WORK REQUEST - Make a verbatim copy of all the records. Skip every image.

MATERIAL PROVIDED section start

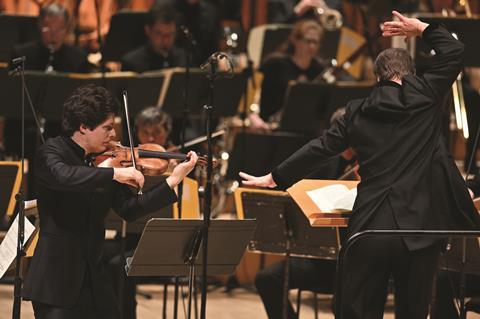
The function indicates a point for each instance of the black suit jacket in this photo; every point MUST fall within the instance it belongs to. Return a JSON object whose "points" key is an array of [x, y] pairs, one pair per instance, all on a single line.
{"points": [[73, 200], [404, 163], [65, 59]]}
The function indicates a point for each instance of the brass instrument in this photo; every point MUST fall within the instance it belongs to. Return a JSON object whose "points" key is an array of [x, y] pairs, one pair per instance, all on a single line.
{"points": [[329, 18]]}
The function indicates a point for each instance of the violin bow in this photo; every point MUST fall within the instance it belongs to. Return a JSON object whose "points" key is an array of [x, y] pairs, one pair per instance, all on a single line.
{"points": [[130, 138]]}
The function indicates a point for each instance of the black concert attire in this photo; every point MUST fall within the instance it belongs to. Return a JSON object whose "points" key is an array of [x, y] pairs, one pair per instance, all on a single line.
{"points": [[409, 181], [66, 278], [278, 70], [65, 59], [145, 59], [304, 273]]}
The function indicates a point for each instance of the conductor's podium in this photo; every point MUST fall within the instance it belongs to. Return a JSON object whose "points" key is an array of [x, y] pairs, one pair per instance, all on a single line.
{"points": [[290, 223]]}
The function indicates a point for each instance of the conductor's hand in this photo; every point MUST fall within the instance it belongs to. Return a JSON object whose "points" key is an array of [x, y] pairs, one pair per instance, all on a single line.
{"points": [[182, 170], [129, 176], [409, 27], [260, 181]]}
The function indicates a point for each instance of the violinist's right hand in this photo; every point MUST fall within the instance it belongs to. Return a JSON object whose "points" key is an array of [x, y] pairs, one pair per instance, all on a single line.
{"points": [[182, 170], [259, 181], [129, 176]]}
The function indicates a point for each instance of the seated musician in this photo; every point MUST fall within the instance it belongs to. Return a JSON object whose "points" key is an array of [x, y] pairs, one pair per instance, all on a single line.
{"points": [[296, 61], [152, 126], [51, 53], [304, 273], [66, 278], [160, 52]]}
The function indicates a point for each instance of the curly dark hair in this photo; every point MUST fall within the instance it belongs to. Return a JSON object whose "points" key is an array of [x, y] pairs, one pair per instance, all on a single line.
{"points": [[89, 105], [393, 63]]}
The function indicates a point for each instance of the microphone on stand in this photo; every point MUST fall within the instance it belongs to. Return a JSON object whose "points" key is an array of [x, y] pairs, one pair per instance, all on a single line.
{"points": [[51, 51], [189, 36], [215, 64]]}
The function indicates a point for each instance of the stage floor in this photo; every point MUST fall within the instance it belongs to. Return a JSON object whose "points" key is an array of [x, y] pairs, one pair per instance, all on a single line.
{"points": [[238, 304]]}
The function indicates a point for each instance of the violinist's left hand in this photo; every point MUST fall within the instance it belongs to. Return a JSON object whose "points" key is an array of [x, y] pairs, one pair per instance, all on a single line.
{"points": [[182, 170]]}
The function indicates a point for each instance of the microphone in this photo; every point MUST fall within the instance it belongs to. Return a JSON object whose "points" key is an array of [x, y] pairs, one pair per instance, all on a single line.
{"points": [[19, 60], [189, 36]]}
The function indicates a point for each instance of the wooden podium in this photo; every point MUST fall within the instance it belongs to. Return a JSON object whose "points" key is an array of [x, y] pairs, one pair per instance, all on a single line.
{"points": [[288, 217], [315, 216]]}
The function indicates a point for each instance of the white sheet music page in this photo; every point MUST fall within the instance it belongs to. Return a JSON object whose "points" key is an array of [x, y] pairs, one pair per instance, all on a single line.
{"points": [[8, 247], [336, 197]]}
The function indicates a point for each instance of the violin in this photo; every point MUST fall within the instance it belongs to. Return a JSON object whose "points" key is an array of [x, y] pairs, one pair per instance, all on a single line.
{"points": [[150, 159]]}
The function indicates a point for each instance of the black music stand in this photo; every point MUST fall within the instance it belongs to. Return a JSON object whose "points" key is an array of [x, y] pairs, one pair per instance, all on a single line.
{"points": [[14, 30], [126, 33], [284, 229], [164, 245], [10, 177], [276, 213], [276, 35], [50, 90], [270, 150], [467, 30], [308, 105], [227, 93]]}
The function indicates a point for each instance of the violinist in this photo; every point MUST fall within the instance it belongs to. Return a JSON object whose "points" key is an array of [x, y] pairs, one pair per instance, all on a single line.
{"points": [[152, 126], [66, 278]]}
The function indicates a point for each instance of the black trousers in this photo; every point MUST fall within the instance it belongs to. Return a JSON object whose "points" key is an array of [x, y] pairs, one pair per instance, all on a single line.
{"points": [[85, 308], [373, 261], [304, 273]]}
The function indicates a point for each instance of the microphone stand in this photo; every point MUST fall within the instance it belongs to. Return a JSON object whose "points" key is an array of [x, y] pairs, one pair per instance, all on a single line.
{"points": [[208, 187], [20, 196], [213, 74], [103, 67], [190, 46]]}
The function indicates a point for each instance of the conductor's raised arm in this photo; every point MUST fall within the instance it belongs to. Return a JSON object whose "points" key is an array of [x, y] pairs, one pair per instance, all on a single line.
{"points": [[447, 63]]}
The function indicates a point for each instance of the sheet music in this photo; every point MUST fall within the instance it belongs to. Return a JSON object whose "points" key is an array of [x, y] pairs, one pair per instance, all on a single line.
{"points": [[334, 197], [8, 247]]}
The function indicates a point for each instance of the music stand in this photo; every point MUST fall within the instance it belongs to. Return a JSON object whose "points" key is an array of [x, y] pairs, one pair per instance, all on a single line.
{"points": [[270, 149], [227, 93], [164, 245], [14, 30], [273, 211], [126, 33], [269, 38], [10, 177], [283, 228]]}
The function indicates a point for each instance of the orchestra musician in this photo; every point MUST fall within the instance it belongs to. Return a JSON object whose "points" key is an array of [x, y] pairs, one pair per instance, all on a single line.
{"points": [[297, 61], [408, 179], [51, 53], [160, 52], [152, 126], [66, 278]]}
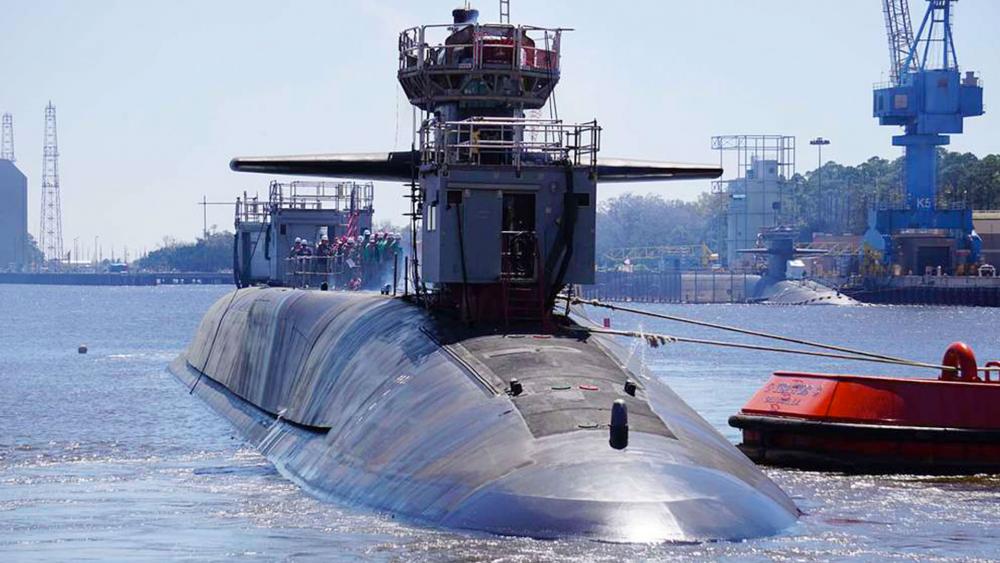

MATERIAL PROVIDED section end

YOUR SOLUTION -
The function indicates a point for each instance of the black suit jacket in this photo; every point MUST fall within the instance it belongs to. Return a JSON object whose "points" key is an array of [x, y] pairs, one pair per instance, all on a single line.
{"points": [[73, 200], [404, 163], [65, 59]]}
The function indicates a point for each instance of the brass instrument in this photo; every point MUST fall within the instance it belongs to. Return a JSON object whose "points" key is an array of [x, y] pairs, one pair per instance, all on a single line.
{"points": [[329, 18]]}
The function indicates a point for each instance of the violin bow in this photo; every point MUST fall within the instance it belongs to. Return a JSON object whose "points" key is an array of [x, y] pairs, one pair per instance, all on a single line.
{"points": [[130, 138]]}
The function indicates a point for each instance of the black concert attire in this photo; every point MUST fall within the instance it belongs to. Return a JSON object whose "points" key is an array of [x, y] pairs, one pair per instance, all on a single line.
{"points": [[409, 181], [66, 278], [278, 70], [65, 59], [145, 59], [304, 273]]}
The function indicates a point for each instance of the conductor's podium in this photo; every point MUST fall within the instance it belongs to. Return a JSON object whose "points" key is an array of [x, y] pairs, one pair per instance, all on a single line.
{"points": [[290, 223]]}
The function indicates a point for each instance of the conductor's hand in this photo; every point MUST fall within the instance it belongs to. Return a JSON object whose "points" key is an array of [x, y] pairs, one pair per instance, all on a single line.
{"points": [[182, 170], [129, 176], [409, 27], [260, 181]]}
The function indicates a point for each instance of the violinist's right hand in this photo; every point MUST fall within the instance it belongs to. Return a JSON object whose "points" key is an array of [x, y] pairs, one pair per instance, all on a single line.
{"points": [[182, 170], [259, 181], [129, 176]]}
The function indicates a point for each instance of the seated musician in this photo; every point MUST fall within the instance it belongs to. Return a JSON object whose "points" key is an array of [x, y] pairs, one pair per instance, all on a single line.
{"points": [[296, 61], [152, 126], [51, 53], [304, 273], [66, 278], [160, 52]]}
The function indicates a point for each instance of the curly dark hair in this photo; every point MUST fall within the instance it belongs to. Return a JSON object whose "points" key is an array of [x, y] pairs, one pair per instance, all on a single line.
{"points": [[89, 105], [393, 63]]}
The function indicates a point for each instance of the microphone on stand in this photo; every point MUST fall within the instance it belongs to. Return a JSON object whose "points" key is an array of [x, y] pairs, one pair per instance, all on a single line.
{"points": [[51, 51], [189, 36], [215, 64]]}
The function indicates a point for each instance of the stage floor in this photo; every point MUST fall within the instance it belongs to. Return a JSON object whose "points" key is an array of [x, y] pairs, one pair per instance, all on a single line.
{"points": [[238, 304]]}
The function indicates a point for each instance of the violinist's left hand in this photo; every point MUST fall within the instance it belongs to. Return a JSON object whose "points" key is an array of [x, y] pairs, one pair per instance, all on a single line.
{"points": [[182, 170]]}
The function indicates a point for each instance of the microphone in this photo; every point MUST fall within the instance it belongs to. Return a JSON object whose "points" key is an array of [x, y] pairs, one pair per instance, all on a single line.
{"points": [[19, 60], [189, 36]]}
The function indicates a point for each instance of the wooden podium in this photo; every point MUST fall within the instance it belongs to. Return a JSON object whose "points" key is an array of [x, y] pairs, one pair per instance, all on a single line.
{"points": [[288, 217], [315, 216]]}
The function indicates a point for each instance of the white sheet music page in this photo; every point MUST fall within the instance it belongs to. Return a JSON object whose "points" key is an array of [x, y] pairs, one pair per instance, all on a single line.
{"points": [[8, 247], [336, 197]]}
The function indicates a point for each instance of the violin in this photo; every point MUST fall within the instance it belongs to. Return a JSON object whose "points" key is an array of [x, y] pairs, one pair per instance, all on a single line.
{"points": [[150, 159]]}
The function indicates a point for each instance of the black music stand in this photo; every point MUST fall within the instance it belongs to. Return a JSON object whose "points" key is an array of [x, y] pairs, one pair per instance, all on a single line.
{"points": [[14, 30], [126, 33], [284, 229], [164, 245], [10, 177], [276, 213], [276, 35], [50, 90], [270, 150], [467, 30], [308, 105], [227, 93]]}
The function indicates a point for each instance of the violinist in this photo; every point MUST fall within the instance it belongs to. Return a JSON object whose "points" key is an array of [x, y] pairs, one pair per instance, all on a single line.
{"points": [[152, 126], [66, 278]]}
The function indicates a point for each instance of the black trousers in this photo; every point MUST fall within the instance it belongs to. Return a JSON object whose "points" key is an array of [x, y] pairs, one pair per instance, all on a single line.
{"points": [[85, 308], [373, 261], [304, 273]]}
The function indicates a point for each instance of the microphone stand in this photo; every point MUST fall within the instance it belongs to. Return a JSON object whose "points" key is an array of [x, y] pairs, one pair per instance, all on a single line.
{"points": [[208, 187], [20, 196], [213, 74], [103, 67], [190, 46]]}
The function indicates a point for each instance of the conductor's raised arm in this photo; every point MUST fall within the instance it belongs to. Return a JSON object whose "points" key is an array of [x, y] pairs, one pair per instance, all on a single line.
{"points": [[447, 63]]}
The function indicates a point for each instance of the sheet music in this photo; every point MUST fall within the instance it belongs to. Return a JSON object whose "points" key is an array of [x, y] pairs, one pair per instance, all on a single line.
{"points": [[334, 197], [8, 247]]}
The function indicates a point for each instance of the music stand in this photo; every point MUST fall within the instance it belongs to. Return a JSON object whose "points" key is an array of [x, y] pairs, one pair per instance, all on a single line.
{"points": [[270, 149], [227, 93], [164, 245], [14, 30], [273, 211], [126, 33], [269, 38], [10, 177], [283, 228]]}
The function indicates a point for each instance of the orchestra musician in this photo; every point MUST fall within the instance it belongs to. Return a JSON object whose "points" key is an array of [x, y] pairs, one pair per instance, all on a single line.
{"points": [[297, 61], [408, 179], [51, 53], [160, 52], [152, 126], [66, 278]]}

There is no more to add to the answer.